The problem ▸ "the mountain slope" appears in one line; retype that line and all lines following it through the end of the records, with nothing left out or added.

• • • •

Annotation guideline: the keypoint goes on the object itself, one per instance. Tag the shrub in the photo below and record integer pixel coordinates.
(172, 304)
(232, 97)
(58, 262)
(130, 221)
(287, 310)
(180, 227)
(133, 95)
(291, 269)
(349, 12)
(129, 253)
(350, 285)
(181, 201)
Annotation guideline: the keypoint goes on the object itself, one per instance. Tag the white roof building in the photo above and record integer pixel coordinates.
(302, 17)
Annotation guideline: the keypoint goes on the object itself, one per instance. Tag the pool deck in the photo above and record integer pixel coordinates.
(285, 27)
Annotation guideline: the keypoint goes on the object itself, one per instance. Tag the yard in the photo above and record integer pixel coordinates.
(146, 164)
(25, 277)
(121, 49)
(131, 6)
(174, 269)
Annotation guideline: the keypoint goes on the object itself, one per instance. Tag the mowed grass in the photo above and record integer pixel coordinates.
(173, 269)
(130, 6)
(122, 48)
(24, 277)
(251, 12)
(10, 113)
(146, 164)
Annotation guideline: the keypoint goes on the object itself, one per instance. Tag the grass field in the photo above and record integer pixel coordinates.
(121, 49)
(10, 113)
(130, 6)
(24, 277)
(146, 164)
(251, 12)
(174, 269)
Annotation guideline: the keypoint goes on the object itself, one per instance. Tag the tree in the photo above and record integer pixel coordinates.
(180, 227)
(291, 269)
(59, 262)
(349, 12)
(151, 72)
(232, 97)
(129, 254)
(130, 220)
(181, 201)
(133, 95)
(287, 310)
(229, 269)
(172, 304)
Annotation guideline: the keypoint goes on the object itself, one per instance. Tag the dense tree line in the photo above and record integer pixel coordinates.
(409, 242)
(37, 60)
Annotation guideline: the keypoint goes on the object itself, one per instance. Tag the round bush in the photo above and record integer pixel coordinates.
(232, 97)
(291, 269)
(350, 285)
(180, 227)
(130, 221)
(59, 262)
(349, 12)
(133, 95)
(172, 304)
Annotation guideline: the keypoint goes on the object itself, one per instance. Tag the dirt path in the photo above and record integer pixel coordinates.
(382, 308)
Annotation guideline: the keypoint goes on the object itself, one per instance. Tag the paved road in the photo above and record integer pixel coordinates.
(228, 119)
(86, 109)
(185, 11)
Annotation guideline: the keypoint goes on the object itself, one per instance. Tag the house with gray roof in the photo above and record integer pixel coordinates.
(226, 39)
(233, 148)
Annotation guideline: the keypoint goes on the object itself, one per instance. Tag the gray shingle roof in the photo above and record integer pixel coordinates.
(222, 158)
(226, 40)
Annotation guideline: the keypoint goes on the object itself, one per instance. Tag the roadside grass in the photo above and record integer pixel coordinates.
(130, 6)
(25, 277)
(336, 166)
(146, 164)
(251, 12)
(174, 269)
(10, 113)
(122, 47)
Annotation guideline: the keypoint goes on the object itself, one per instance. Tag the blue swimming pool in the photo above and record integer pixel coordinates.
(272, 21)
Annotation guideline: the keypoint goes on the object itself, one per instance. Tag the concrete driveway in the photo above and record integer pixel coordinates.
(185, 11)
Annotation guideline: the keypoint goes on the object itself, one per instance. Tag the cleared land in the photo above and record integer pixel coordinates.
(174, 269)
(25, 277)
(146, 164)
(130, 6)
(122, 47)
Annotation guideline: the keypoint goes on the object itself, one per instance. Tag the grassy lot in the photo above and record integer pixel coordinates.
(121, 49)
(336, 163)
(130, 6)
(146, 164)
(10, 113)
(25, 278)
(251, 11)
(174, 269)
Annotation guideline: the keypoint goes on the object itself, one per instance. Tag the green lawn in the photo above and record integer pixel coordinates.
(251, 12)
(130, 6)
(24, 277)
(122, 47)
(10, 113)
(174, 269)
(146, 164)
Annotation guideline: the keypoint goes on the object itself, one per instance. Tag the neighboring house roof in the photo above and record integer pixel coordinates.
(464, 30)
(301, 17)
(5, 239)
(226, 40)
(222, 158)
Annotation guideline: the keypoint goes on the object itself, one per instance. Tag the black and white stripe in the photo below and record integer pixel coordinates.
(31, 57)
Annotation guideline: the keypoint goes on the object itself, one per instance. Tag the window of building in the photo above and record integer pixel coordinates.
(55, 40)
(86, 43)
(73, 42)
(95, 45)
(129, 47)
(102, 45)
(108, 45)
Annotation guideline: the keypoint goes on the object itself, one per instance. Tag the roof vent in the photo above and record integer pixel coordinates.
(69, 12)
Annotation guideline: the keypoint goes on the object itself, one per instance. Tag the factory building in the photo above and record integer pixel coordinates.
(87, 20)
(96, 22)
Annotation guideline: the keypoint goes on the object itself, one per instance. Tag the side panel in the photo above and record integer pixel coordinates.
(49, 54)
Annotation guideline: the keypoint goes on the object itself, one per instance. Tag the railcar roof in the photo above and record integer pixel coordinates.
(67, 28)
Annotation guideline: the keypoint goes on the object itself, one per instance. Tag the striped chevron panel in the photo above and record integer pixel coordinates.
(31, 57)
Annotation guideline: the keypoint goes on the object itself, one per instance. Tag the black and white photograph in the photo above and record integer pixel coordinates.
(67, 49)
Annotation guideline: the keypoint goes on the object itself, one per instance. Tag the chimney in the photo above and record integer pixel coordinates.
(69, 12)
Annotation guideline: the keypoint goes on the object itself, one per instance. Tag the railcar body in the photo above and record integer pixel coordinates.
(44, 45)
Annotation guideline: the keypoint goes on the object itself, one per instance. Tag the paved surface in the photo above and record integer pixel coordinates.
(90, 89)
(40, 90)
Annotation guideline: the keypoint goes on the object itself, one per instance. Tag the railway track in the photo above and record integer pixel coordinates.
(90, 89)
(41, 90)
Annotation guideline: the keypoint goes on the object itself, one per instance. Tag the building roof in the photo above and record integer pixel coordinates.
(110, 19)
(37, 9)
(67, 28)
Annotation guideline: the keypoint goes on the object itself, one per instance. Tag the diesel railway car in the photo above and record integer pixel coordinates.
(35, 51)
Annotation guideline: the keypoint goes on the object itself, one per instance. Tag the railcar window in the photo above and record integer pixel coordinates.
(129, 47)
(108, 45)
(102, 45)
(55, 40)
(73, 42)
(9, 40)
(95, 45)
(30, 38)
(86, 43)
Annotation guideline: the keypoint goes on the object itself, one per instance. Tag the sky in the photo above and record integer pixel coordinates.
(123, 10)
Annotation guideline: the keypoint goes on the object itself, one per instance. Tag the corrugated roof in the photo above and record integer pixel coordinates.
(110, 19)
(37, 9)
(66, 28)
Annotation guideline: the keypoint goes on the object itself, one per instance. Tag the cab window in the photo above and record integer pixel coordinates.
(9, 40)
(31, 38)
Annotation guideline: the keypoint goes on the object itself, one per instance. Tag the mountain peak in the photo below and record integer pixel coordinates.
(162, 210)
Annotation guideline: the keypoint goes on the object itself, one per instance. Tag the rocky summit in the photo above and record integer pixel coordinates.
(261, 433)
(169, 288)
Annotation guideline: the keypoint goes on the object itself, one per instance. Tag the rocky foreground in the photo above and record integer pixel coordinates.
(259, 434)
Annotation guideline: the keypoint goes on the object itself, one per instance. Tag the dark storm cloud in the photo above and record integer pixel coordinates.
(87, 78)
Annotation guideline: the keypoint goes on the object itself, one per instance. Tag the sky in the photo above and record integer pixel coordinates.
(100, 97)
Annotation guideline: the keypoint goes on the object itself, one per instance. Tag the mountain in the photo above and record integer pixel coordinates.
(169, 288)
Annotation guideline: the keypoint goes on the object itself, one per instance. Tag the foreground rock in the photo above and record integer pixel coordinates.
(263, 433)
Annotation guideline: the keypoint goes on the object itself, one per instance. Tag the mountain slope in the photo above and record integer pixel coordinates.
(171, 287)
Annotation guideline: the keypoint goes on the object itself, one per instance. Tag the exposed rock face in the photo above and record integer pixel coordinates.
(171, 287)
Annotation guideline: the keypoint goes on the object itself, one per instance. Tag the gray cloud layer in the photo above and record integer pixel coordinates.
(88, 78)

• • • •

Written answer ▸
Annotation guideline: the keypoint goes on the object itself, one per instance. Tag the mountain slope in the photo above and record integer pixel coordinates.
(171, 287)
Annotation guideline: the keypoint goes on the object itself, one per instance. Tag the exposed rock face in the photo above and record integer pixel coordinates.
(171, 287)
Annotation guideline: the keypoint goes on the object itself, one per instance. Tag the gray cloud layer in the photo above and record integer pixel coordinates.
(88, 78)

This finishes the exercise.